__TASK REQUIREMENTS__: Count the lines in the items below that contain the word "each". Reply with the number alone.

__DATA EXTRACT__:
+++++

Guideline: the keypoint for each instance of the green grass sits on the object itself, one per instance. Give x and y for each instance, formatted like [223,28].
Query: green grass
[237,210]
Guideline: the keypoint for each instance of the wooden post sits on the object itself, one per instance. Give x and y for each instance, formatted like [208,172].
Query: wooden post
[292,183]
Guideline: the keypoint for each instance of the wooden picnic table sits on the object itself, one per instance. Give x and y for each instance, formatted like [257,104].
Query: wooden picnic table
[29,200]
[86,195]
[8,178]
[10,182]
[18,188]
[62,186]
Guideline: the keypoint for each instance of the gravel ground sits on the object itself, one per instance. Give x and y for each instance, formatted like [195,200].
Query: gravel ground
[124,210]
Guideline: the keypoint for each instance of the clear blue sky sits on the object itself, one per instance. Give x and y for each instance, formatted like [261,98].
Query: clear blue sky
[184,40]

+++++

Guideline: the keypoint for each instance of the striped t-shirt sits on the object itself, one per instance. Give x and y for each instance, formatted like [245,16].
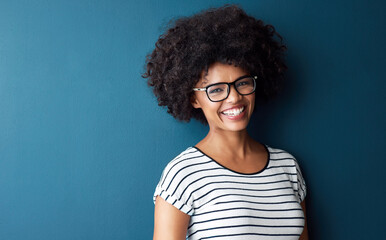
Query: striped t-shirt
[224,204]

+++++

__CORRECT OUTPUT__: 6